▶ **Task**
Lines from the one with "Target: snow plume off summit" through the end of the records, and no others, are what the answer should contain, copied exactly; please keep pictures out.

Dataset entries
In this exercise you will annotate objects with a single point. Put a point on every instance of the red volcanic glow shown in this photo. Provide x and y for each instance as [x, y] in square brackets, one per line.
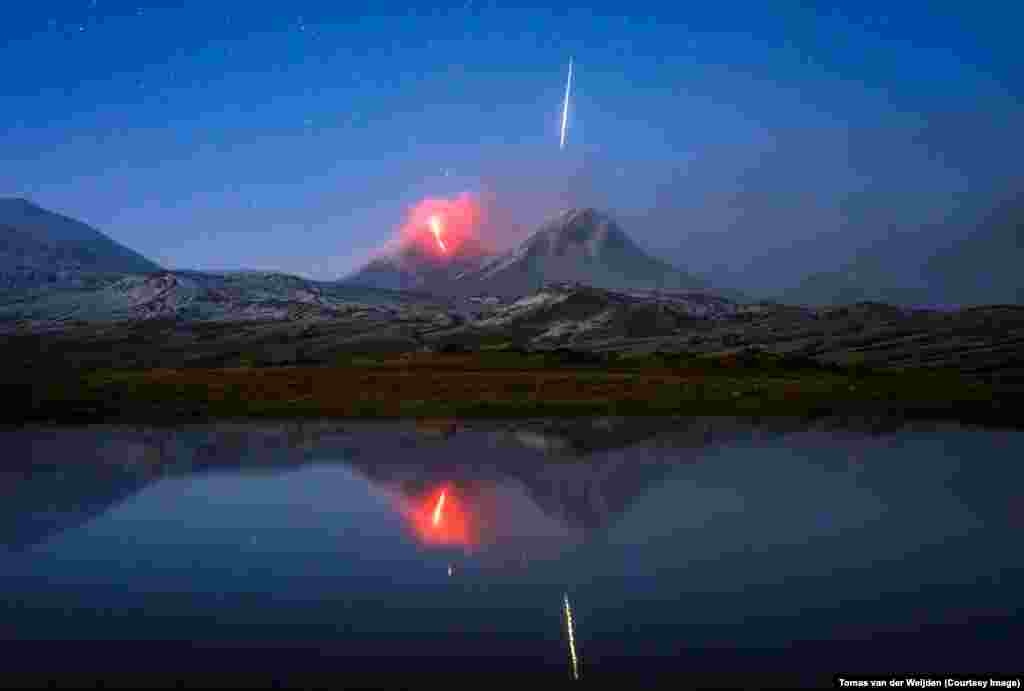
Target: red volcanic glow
[435, 227]
[437, 510]
[440, 519]
[443, 225]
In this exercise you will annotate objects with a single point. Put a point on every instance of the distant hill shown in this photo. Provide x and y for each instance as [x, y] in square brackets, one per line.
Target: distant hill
[39, 247]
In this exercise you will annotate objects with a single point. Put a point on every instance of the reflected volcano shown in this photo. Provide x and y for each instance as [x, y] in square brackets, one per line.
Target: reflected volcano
[537, 482]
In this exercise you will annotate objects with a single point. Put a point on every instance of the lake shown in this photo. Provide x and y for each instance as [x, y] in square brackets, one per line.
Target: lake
[712, 550]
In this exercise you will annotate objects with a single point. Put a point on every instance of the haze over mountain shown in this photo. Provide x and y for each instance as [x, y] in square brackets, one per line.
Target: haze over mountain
[39, 247]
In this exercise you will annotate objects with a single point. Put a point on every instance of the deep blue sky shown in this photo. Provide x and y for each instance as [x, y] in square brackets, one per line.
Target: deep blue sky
[293, 135]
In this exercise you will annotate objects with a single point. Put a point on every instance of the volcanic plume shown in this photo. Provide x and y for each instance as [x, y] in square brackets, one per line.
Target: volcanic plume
[438, 240]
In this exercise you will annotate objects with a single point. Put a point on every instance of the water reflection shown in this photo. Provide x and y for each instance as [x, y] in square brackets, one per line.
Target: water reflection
[662, 541]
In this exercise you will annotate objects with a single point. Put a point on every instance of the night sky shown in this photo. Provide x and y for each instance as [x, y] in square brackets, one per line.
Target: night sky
[292, 136]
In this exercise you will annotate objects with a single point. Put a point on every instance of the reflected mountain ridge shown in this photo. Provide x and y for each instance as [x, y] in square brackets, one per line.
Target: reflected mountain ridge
[574, 471]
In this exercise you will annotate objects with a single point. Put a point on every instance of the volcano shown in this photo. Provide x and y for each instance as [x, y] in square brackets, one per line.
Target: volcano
[437, 243]
[582, 246]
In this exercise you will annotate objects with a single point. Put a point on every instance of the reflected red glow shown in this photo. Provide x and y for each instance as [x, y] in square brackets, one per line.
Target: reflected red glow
[443, 226]
[440, 518]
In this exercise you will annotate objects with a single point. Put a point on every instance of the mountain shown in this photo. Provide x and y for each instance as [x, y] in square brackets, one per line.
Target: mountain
[201, 297]
[579, 246]
[39, 247]
[578, 315]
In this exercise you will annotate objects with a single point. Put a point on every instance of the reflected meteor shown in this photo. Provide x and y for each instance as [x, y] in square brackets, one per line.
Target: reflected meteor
[571, 632]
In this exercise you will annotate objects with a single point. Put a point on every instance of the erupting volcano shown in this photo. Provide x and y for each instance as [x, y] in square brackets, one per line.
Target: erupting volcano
[438, 240]
[442, 227]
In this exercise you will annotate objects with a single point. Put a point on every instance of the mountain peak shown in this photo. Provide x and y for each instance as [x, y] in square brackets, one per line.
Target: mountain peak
[40, 246]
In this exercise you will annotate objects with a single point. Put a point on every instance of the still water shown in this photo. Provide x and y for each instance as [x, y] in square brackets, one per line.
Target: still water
[712, 549]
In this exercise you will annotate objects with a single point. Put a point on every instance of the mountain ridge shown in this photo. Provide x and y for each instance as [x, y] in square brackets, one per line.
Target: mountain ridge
[39, 247]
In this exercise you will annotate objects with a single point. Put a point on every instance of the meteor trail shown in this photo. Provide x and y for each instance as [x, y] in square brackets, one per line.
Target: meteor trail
[435, 227]
[565, 105]
[437, 509]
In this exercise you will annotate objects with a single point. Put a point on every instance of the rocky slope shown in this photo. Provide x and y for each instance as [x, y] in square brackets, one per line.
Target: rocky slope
[583, 246]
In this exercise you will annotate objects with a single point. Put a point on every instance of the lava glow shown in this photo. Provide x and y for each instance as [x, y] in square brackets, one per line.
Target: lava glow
[439, 518]
[435, 227]
[444, 227]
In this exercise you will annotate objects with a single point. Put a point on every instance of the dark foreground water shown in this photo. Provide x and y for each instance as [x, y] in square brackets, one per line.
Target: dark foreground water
[712, 550]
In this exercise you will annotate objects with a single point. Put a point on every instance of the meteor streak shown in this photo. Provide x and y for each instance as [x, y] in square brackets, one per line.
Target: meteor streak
[435, 227]
[437, 509]
[571, 631]
[565, 105]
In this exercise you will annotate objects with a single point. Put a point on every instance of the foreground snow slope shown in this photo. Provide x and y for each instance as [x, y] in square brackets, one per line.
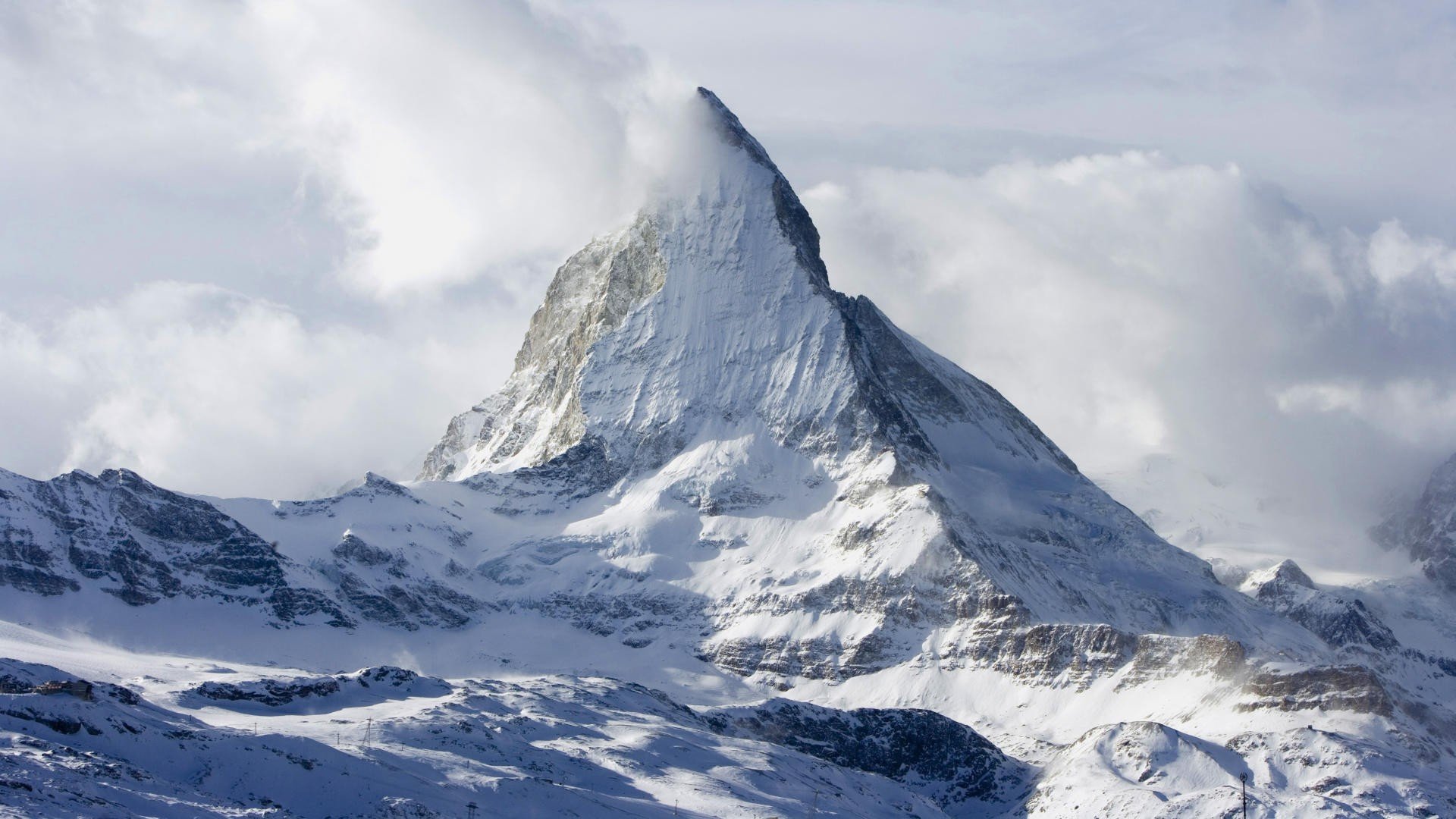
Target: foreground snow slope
[714, 475]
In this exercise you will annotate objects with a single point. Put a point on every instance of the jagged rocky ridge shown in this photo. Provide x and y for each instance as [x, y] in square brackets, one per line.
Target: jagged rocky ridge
[710, 461]
[1427, 529]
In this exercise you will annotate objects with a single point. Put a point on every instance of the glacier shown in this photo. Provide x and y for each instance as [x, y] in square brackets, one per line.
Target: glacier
[727, 542]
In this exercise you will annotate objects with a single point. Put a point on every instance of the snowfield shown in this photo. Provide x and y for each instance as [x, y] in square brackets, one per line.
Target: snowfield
[726, 544]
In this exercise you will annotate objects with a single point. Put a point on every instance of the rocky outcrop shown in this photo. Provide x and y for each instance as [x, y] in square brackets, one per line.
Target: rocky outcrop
[1345, 689]
[142, 544]
[1427, 529]
[951, 764]
[1340, 621]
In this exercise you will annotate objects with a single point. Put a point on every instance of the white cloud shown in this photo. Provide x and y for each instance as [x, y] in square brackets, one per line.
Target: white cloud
[206, 390]
[1136, 305]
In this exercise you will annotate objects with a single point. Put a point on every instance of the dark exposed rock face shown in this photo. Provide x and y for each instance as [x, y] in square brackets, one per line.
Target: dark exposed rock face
[944, 760]
[381, 681]
[1427, 531]
[143, 544]
[1346, 689]
[140, 544]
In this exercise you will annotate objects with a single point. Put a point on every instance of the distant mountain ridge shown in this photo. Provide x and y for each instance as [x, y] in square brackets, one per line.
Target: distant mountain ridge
[711, 471]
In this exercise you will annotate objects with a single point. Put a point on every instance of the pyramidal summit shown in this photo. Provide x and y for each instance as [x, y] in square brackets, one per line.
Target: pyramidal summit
[727, 542]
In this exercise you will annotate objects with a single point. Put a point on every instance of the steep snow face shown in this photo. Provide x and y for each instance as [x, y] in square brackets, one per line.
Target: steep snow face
[1427, 531]
[714, 474]
[712, 311]
[699, 357]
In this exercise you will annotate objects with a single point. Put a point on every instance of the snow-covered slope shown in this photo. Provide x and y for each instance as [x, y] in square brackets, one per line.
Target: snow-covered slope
[1427, 531]
[712, 474]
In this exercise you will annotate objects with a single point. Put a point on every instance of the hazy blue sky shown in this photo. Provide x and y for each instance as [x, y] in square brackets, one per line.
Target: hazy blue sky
[261, 246]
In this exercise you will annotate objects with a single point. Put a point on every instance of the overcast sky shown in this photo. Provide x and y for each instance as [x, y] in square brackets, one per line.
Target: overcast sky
[259, 248]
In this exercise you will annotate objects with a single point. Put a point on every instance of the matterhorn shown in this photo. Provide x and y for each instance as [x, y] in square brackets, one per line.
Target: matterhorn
[727, 542]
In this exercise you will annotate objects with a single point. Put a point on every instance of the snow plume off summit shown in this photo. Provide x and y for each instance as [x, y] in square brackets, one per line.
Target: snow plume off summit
[854, 575]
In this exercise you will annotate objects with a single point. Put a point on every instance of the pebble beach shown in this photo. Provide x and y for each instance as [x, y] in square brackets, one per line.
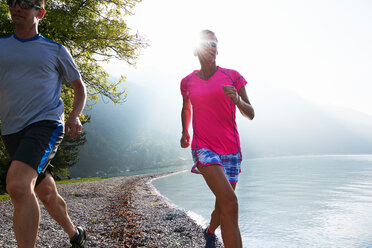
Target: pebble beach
[116, 212]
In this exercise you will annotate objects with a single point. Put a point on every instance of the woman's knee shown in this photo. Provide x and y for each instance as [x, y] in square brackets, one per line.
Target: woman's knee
[229, 206]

▶ **Solved exercise**
Target: snow plume off summit
[854, 575]
In this exercise you will annotate objects with a single point. Put a point on every instance of the pebble beach shown in this photo. Provide x and y for each instance as [x, y] in square brackets, one per line.
Target: pebble beach
[116, 212]
In this exercise you will annotate objects with a single point. Put a point on every instance of the woman's knee shown in this photo. Provide x and y for each instance as [x, y] in square brackets, one per line.
Target: woman's knee
[229, 206]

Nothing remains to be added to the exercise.